» **What is expected**:
Continue the text on private credit and bank regulation, picking up after its final sentence.

» **Text segment**:
━━━━━━━━━━━━━━━━

Last Wednesday, Sens. Brown and Reed wrote to the banking agencies pressing them to cut the cords they believe unduly bind big banks to private-credit companies. The IMF and Bank of England have also pointed to systemic-risk worries in this sector, as have I. Still, FSOC is certainly silent and perhaps even sanguine. This is likely because FSOC is all too often nothing more than the “book-report club” Rohit Chopra described, but it’s also because it plans to use its new systemic-risk standards to govern nonbanks outside the regulatory perimeter by way of cutting the banking-system connections pressed by the senators. Nice thought, but the combination of pending capital rules and the limits of FSOC’s reach means it’s likely to be just thought, not the action needed ahead of the private-credit sector’s fast-rising systemic risk.
One might think that banks would do all they can to curtail private-credit competitors rather than enable them as the senators allege and much recent data substantiate. But big banks back private capital because big banks will do the business they can even when regulators block them from doing the business they want. Jamie Dimon for one isn’t worried that JPMorgan will find itself out in the cold.
Of course, sometimes banks should be forced out of high-risk businesses. There is some business banks shouldn’t do because it’s far too risky for entities with direct and implicit taxpayer backstops. This is surely the case with some of the wildly-leveraged loans private-credit companies fund all too often because, even though they know the risk, they hand it over to the borrower’s hapless investors. Banks can’t undertake these sleights of hand unless it’s via the syndicated-loan market and, even there, regulators are on to them.
But, private credit’s arbitrage-based activities aren’t limited to those too toxic for banks to touch. Private creditors can also offer borrowers lower rates than disintermediated banks because banks must charge more to compensate for their cost of capital. The only solution here is to lower bank capital requirements – sometimes warranted, sometimes not – or figure out how to strangle private credit’s access to the banking system and hope that drives borrowers back to its bosom.

━━━━━━━━━━━━━━━━

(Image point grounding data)
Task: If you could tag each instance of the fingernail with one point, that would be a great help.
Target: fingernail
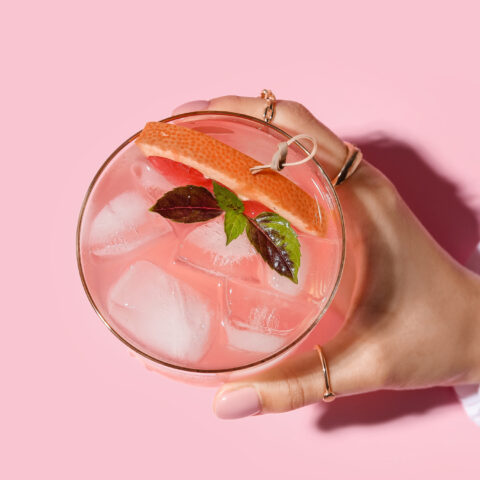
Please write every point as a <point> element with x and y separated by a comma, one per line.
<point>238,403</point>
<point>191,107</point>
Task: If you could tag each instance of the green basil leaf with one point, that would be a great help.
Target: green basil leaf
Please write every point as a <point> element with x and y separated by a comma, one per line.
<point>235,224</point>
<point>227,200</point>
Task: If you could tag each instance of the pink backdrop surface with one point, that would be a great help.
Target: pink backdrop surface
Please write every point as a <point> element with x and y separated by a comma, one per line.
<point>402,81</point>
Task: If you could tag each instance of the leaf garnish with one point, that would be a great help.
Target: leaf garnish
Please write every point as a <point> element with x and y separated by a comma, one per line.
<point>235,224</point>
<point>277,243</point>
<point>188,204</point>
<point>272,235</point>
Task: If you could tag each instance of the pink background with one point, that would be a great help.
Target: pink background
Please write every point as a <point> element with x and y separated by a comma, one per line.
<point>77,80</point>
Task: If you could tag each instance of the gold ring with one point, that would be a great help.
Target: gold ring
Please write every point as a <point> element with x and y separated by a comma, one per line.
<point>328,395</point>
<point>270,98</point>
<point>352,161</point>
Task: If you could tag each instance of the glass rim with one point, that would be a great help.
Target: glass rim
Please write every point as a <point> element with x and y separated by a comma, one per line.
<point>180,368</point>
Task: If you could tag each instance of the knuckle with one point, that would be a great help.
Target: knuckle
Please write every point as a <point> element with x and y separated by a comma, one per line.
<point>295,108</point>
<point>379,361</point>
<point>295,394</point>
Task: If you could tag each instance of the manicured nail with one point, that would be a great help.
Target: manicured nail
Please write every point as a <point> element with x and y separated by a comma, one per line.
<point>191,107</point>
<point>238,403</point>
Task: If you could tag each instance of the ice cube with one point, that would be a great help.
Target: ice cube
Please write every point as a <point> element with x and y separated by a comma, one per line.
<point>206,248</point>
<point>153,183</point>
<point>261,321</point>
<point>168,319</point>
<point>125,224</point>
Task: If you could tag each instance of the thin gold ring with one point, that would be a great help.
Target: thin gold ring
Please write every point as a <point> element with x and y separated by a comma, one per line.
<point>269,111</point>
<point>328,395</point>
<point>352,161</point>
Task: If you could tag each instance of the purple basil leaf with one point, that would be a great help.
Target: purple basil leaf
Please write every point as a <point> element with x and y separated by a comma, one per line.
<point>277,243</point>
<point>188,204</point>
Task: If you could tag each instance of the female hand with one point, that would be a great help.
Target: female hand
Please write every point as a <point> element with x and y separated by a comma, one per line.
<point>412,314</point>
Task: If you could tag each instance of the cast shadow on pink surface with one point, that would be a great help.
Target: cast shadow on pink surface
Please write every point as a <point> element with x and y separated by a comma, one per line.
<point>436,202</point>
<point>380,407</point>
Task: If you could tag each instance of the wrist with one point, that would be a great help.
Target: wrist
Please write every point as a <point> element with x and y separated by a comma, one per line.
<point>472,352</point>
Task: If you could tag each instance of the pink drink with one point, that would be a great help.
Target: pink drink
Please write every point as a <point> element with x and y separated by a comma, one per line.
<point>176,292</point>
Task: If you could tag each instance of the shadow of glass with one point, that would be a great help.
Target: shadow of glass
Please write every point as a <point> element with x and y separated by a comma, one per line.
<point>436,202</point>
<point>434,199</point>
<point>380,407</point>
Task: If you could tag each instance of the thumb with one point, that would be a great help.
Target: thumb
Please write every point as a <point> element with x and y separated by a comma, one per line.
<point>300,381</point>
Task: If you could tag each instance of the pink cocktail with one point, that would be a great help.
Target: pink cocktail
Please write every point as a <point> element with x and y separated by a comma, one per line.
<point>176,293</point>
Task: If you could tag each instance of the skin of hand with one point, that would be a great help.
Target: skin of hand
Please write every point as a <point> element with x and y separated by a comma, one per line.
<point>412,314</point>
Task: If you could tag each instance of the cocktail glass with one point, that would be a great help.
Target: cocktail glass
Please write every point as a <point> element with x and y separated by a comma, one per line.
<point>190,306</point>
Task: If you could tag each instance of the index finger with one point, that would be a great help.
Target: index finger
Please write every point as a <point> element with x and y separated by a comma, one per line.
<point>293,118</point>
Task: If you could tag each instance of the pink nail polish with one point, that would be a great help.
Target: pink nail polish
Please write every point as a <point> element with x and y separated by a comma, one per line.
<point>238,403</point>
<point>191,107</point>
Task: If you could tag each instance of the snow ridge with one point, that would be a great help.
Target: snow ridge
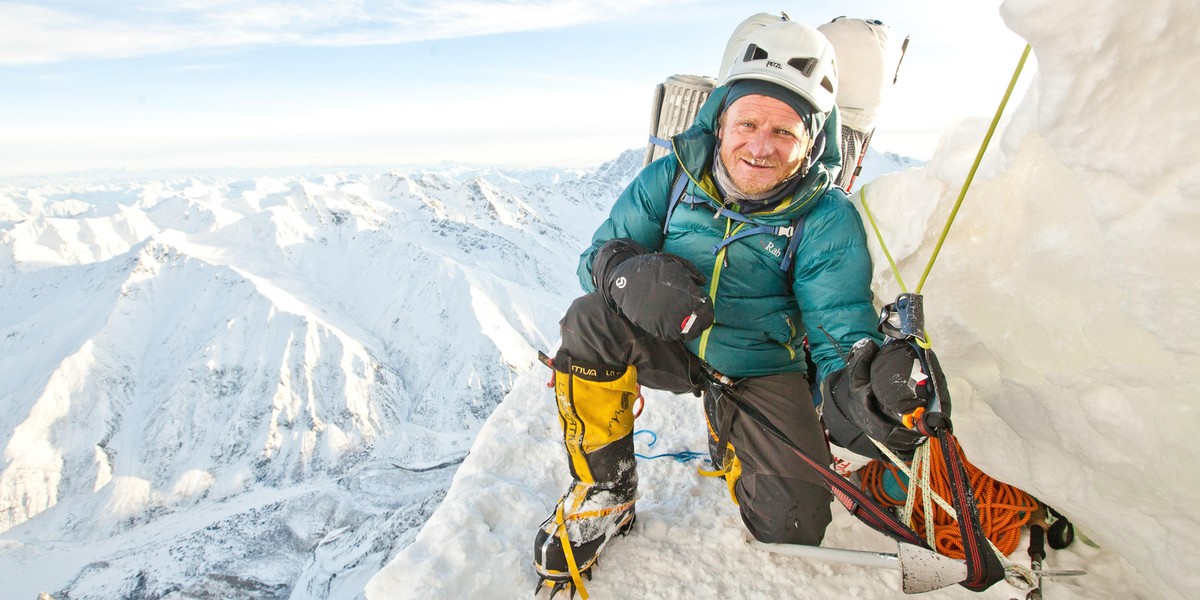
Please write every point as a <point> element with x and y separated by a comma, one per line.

━━━━━━━━━━━━━━━━

» **Your response**:
This is clearly the senators’ goal and it’s also a critical new aspect of FSOC’s revised systemic-risk identification methodology. But there’s very little that bank regulators can do to stop private credit’s march. Even if the services banks provide are essential – and none appears to be – the agencies can reach only U.S. banks and foreign banks will surely fill a profitable void. Foreign-bank capital standards are also often more accommodating, making them even happier to supplant U.S. banks.
FSOC also can’t touch private creditors directly because none has a safety-and-soundness federal regulator. This leaves FSOC with only lender-by-lender systemic designation. That’s a long, hard slog with a most uncertain ending. And, even if FSOC prevails, much of the sector will still be beyond its clutches.
The obvious solution to this dilemma is to give regulators such as the SEC and CFTC bits of authority over private-credit companies’ broader safety-and-soundness powers. These agencies may now tackle only capital formation, investor protection, and similar hazards. None has the ability to protect a nonbank financial company from itself or insulate counterparties and shareholders from high-risk activities accelerated by the absence of guardrails. But, that it’s hard for Congress even to rein in stablecoins after billions of dollars of losses is ample evidence that Congress can’t do much of anything when it comes to financial standards, let alone those essential for financial stability. Still, it’s a thought that could be turned into meaningful action given that nothing much else will work.